「search for beard」を含む行から始めて「left=732, top=21, right=767, bottom=146」を含む行まで、「saxophone」を「trumpet」に入れ替えて書き直してもらえますか。ほかの部分は一切変えないでください。

◇ ◇ ◇ ◇ ◇ ◇ ◇

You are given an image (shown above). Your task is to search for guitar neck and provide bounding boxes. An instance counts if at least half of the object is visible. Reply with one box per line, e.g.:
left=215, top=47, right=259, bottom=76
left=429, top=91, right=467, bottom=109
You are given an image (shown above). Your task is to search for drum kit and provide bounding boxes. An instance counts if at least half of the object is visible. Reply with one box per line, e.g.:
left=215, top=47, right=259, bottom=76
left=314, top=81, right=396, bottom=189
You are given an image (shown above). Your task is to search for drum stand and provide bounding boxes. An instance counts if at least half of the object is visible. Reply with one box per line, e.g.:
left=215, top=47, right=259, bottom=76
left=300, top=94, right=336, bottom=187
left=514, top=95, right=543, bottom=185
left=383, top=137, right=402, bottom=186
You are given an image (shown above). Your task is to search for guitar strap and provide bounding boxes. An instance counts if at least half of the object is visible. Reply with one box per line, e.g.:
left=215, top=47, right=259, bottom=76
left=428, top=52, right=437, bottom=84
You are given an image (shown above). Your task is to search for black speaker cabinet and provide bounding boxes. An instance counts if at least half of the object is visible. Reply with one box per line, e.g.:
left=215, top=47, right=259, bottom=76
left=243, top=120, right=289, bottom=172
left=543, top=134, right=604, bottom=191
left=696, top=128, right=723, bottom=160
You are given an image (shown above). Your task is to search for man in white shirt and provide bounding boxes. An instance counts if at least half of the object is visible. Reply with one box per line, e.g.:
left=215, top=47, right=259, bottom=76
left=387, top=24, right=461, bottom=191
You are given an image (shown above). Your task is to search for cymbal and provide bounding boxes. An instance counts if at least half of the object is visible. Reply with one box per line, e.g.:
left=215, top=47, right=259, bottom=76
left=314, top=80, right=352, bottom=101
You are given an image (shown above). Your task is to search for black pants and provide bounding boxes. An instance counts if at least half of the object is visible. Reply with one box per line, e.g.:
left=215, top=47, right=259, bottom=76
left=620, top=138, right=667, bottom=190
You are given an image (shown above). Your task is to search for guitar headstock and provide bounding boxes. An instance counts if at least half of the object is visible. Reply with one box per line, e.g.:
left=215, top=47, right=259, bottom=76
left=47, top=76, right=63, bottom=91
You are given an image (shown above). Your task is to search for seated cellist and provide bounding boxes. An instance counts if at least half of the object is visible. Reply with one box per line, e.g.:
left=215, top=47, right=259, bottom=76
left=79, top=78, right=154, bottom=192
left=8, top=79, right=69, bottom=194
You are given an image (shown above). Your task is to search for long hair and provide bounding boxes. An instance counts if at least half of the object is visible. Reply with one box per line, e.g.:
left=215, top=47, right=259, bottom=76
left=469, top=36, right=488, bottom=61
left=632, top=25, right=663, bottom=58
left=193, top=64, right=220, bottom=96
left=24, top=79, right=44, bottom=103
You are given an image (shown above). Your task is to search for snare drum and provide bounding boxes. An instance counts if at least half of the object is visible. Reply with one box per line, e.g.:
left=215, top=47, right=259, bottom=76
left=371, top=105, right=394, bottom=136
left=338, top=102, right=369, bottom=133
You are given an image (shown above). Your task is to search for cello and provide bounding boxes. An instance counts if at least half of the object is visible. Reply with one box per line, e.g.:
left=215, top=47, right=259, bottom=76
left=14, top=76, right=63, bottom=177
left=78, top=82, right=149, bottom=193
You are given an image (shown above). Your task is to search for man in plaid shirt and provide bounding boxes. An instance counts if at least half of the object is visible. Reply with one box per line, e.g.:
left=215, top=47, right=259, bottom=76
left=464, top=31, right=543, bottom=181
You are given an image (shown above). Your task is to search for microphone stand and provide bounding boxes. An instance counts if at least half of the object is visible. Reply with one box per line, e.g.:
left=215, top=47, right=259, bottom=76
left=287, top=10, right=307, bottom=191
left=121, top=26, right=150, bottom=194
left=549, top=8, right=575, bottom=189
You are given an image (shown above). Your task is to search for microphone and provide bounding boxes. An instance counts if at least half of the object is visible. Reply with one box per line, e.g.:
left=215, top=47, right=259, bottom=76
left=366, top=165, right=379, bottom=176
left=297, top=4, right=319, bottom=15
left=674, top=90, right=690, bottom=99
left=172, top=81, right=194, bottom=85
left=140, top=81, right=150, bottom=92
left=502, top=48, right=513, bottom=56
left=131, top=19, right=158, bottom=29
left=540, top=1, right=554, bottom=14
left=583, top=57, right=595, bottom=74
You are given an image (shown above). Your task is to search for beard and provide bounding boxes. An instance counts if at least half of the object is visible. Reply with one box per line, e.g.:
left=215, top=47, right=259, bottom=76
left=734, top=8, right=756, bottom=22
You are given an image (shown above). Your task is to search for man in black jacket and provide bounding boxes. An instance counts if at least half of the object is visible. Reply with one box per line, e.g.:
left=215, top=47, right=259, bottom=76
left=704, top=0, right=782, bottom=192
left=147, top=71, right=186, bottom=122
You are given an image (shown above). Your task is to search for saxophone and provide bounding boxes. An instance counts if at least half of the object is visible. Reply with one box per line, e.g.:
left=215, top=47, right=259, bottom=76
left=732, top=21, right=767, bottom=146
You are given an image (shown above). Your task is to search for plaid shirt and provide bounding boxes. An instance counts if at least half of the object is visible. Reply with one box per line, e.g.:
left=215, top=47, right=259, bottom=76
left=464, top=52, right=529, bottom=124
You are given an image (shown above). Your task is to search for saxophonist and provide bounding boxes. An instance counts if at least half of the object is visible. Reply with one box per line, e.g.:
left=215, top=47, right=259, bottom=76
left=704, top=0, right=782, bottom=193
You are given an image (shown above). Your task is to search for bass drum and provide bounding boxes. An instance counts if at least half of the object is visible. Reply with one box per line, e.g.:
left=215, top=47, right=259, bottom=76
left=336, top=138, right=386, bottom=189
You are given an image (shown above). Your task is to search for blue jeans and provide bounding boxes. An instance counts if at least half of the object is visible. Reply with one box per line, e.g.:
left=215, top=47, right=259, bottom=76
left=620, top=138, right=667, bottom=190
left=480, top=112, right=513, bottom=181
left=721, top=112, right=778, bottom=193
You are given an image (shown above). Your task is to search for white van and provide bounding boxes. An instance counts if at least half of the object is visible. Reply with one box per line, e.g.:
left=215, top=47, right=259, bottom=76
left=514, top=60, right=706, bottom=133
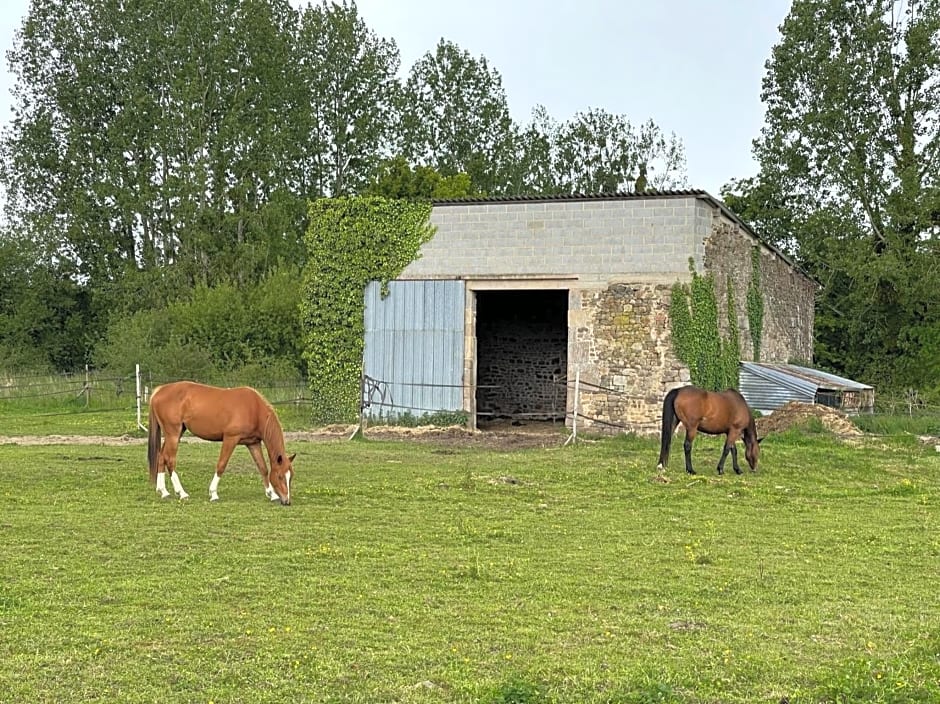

◇ ◇ ◇ ◇ ◇ ◇ ◇

**演習の解答:**
You are given an image (shown above). Your task is to search for beard and provide bounding boxes. An instance counts if at least half of the object is visible. Reply with one box per line, e.g.:
left=215, top=47, right=259, bottom=76
left=734, top=8, right=756, bottom=22
You are given an image (shown above). Your task is to search for man in black jacket and provide bounding boxes. An instance counts if at least half of the object is visible. Reply with one box per line, e.g.:
left=215, top=47, right=259, bottom=76
left=704, top=0, right=782, bottom=192
left=147, top=71, right=186, bottom=122
You are given an image (shown above). Your task is to search for trumpet and provide bounding boxes. An instance counts if at least half of the object is visible. Reply with one box per line, e.g.:
left=215, top=47, right=259, bottom=76
left=732, top=21, right=767, bottom=146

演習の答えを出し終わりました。